Leave out all pictures while repeating the records exactly and completely.

BEGIN

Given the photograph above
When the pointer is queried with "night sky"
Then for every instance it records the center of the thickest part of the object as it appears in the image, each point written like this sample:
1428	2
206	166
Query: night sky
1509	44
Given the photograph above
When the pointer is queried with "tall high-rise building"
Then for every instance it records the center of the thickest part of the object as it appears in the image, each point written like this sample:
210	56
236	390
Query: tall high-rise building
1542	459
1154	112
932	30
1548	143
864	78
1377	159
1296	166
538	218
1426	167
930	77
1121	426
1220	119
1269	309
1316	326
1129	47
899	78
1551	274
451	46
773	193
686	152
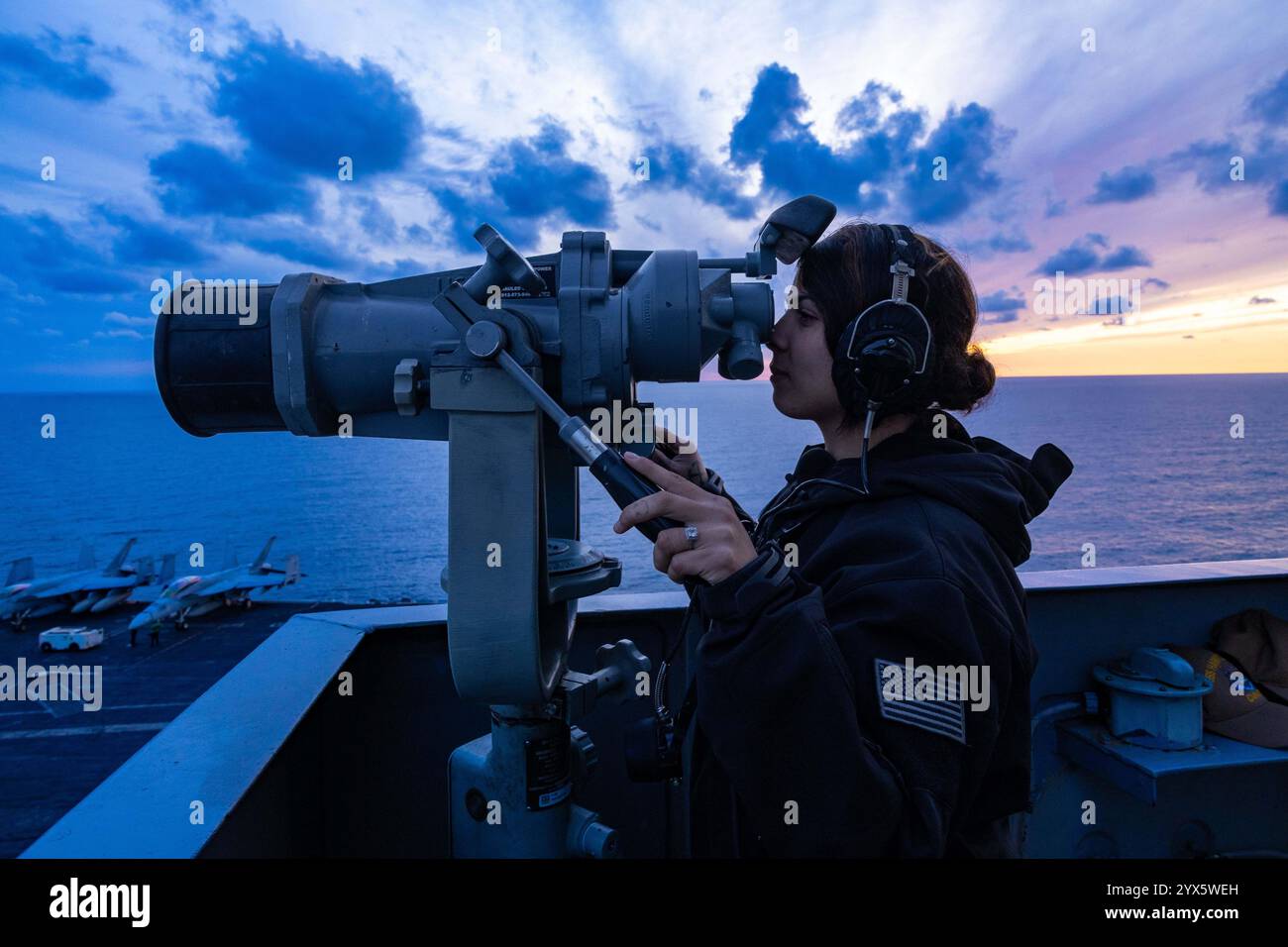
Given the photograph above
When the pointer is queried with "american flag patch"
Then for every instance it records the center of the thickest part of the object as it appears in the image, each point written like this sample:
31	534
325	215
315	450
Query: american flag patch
944	715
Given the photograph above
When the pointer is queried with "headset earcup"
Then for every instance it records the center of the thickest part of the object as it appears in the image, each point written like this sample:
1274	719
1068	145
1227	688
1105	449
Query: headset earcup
846	376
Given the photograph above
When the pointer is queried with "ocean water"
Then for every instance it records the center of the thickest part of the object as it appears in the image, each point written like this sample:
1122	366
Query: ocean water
1158	478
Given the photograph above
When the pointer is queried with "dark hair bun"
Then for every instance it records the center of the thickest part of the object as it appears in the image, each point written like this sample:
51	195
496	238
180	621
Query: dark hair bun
965	380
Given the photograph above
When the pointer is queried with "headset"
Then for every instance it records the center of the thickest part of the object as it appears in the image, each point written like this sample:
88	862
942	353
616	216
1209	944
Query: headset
880	363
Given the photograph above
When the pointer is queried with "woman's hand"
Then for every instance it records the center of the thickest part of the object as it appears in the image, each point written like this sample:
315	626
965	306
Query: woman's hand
722	545
668	454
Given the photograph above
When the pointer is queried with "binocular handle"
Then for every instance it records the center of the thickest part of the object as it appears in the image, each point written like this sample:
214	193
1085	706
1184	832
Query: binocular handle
625	486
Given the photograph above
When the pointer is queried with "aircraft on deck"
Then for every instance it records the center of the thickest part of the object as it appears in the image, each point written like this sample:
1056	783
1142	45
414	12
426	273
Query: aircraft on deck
88	589
233	585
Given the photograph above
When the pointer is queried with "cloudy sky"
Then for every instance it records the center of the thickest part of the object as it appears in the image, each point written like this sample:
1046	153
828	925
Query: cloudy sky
1133	142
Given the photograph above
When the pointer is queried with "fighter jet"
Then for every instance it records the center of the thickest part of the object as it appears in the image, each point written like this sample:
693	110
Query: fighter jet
192	595
88	589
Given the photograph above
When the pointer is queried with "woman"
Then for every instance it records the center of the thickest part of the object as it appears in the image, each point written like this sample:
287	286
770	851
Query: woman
811	732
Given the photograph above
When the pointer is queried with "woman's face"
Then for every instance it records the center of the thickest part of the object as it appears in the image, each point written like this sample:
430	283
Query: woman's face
802	367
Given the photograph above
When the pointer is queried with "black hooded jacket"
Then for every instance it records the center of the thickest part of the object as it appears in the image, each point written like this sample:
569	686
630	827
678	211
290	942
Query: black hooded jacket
803	738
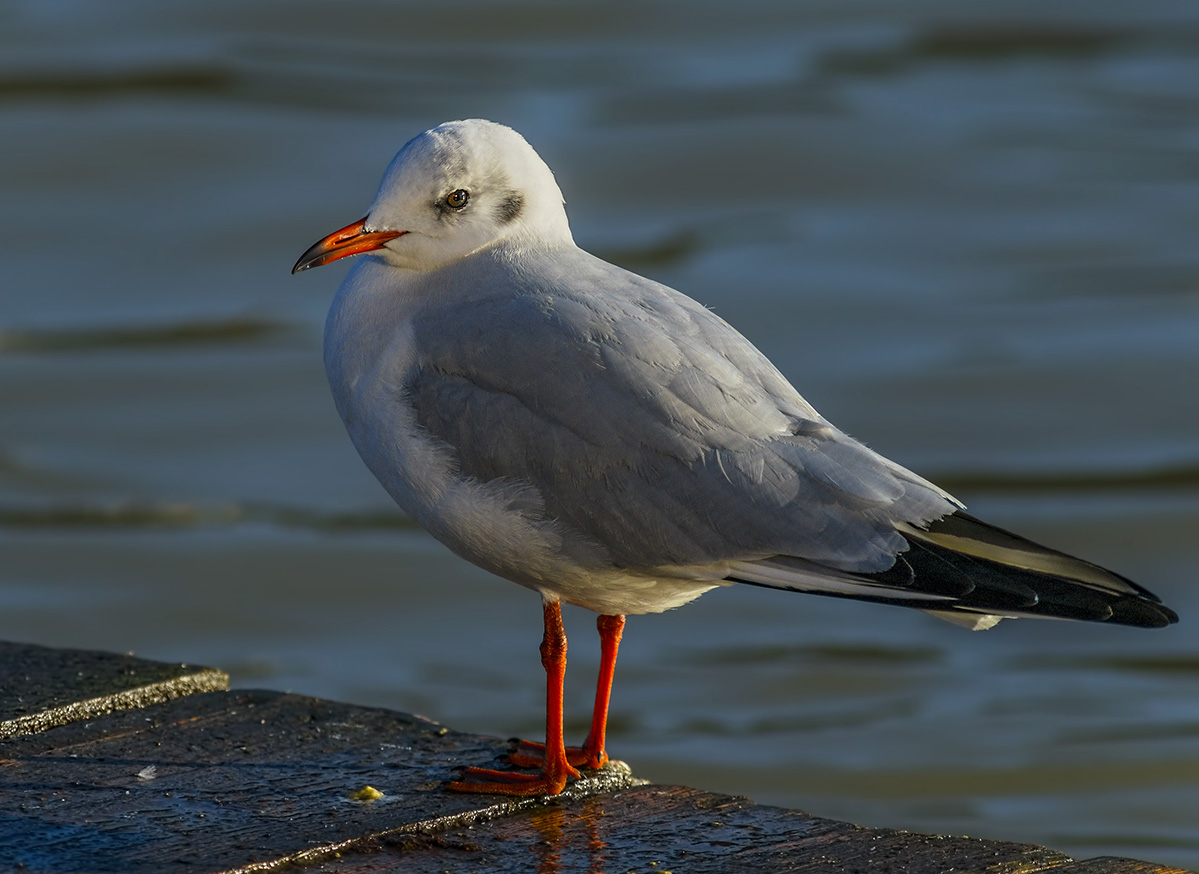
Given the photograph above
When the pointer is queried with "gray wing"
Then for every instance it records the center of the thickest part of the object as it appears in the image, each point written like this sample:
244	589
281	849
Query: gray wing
651	427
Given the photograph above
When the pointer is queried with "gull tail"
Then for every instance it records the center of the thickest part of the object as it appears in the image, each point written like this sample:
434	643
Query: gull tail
972	573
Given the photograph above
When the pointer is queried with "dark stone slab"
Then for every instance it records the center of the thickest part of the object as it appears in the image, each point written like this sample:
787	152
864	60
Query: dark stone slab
42	687
114	764
679	830
221	781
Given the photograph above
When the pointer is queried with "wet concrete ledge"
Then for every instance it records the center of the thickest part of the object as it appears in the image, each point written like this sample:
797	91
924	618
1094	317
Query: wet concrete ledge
110	763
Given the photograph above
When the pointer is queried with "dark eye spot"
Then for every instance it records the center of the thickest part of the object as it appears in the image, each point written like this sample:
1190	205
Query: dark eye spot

END

> _Final answer_
Given the photograph above
When the pointer is queried with "night sky"
Then for every instance it records the center of the thickest part of the object as it appears in the image, each point written like this sample:
1428	2
206	166
Query: night sky
1509	44
Given the photograph above
When the pointer is queried with "tall high-rise building"
Then for every instance it records the center of the thickest part of the object as it appears in the image, each point written like this sample:
210	56
236	390
Query: tall high-rise building
1542	459
1154	112
932	30
1548	143
864	78
1377	159
1296	166
538	218
1426	167
930	77
1121	426
1220	119
1269	309
1316	326
1129	47
899	78
1551	274
451	46
773	193
686	152
Given the photograph above
When the pointer is queried with "american flag patch"
Then for every instance it records the center of the thickest part of the object as it appears in the image, each point written like this sample:
31	534
325	215
315	450
Query: american flag patch
944	715
Given the photograph above
When the pointer is queried with "headset earcup"
Then for every instance it records the center of the thickest part of the object as it appears in the image, each point written like this sample:
1274	719
1068	145
1227	688
1105	449
Query: headset earcup
846	376
Given the photograph above
When the pointer is queried with "ocean water"
Then for every instance it records the center of the thickest part of the object as it appears in the image, each point written like this sample:
1122	366
Query: ocean water
1158	478
Given the photograph above
When the pointer is queried with "dark hair bun"
Then for every instance it records the center of the thickest part of the object as it appears in the image, each point written like this sample:
51	195
496	238
180	621
Query: dark hair bun
965	380
Given the photograph above
When the pointer is queried with "headset"
Then for every instance it records the center of the thickest part of the object as it appears in the image, each point written like this sample:
88	862
942	353
616	216
1209	944
Query: headset
880	363
Given the photograph above
When the pointer is queried with "woman's hand"
Then for every instance it records the center of the thickest part of the object as it appears in the image, each point written like this sample:
315	626
965	306
Query: woman's hand
722	545
668	454
Given the photograph above
When the pointer is queried with "binocular handle"
Then for every instance it records the center of the thickest part of the object as it appears in the image, each point written like this sample:
214	193
1085	706
1184	832
Query: binocular handle
625	486
Given the photograph above
When the pointer is queried with "aircraft on deck"
Then for every instance it records the center of the thickest part of the object as it appears in the image, each point written like this sample:
1056	783
1142	45
414	12
426	273
Query: aircraft on deck
88	589
233	585
Given the photograph above
When the pointer is queried with "cloudy sky"
Then for every instance it records the center of the thickest part of the object as it appears in the image, each point written like this sample:
1046	153
828	925
Query: cloudy sky
1133	142
Given the photograph above
When the pointer is queried with "fighter jet"
Then for every instance it records the center of the thickest part of the object as it appears in the image, each point written like this sample:
693	110
Query: fighter jet
192	595
88	589
Given the photograph above
When the pointer is queried with "woman"
Then for every instance it records the center of the thickest part of the object as it appears in the image, each point written like this sample:
287	286
770	851
Query: woman
811	732
Given the photograph above
When the pointer is queried with "woman's face"
Then for every instance it records the center of the thickest part of the object as it appears in the image, each point written like this sample:
430	283
Query: woman's face
802	367
Given the photograph above
When the pointer is queried with "black hooded jacket"
Then for every instance it records the center of the thickest part of the object as it appears in the image, each point written like this sample:
569	686
630	827
678	211
290	942
Query: black hooded jacket
803	738
Given the photograph above
When the pointer is queried with "gray wing"
Then for every instance it records the center of the thickest part of the object as it appears in the image, each point written like this sample:
244	589
281	849
Query: gray wing
651	427
Given the photograph above
When the pointer is queried with "gull tail"
Then for every instance it records the center of the thickest part of the object as it appears in the image, each point written like this sample:
434	643
Query: gull tail
972	573
Given the photograph above
When the pointer is queried with "dark stone slab"
Then for every instance it records the center of the thickest part of the object as it appears in the image, each point written like this sample:
787	152
864	60
Query: dark stone slab
42	687
114	764
679	830
221	781
Given the photograph above
When the pointer is queried with "wet concrete ledge"
Then for every instance it records the center of the thickest part of the object as it appears in the image, each point written like this sample:
797	91
924	618
1094	317
Query: wet concrete ledge
110	763
Given the photograph above
When the pointer is queried with "dark eye spot"
Then for every instance it records the center of the thickest part of the object as it appears in the image, each point written like this sample:
1190	205
Query: dark eye spot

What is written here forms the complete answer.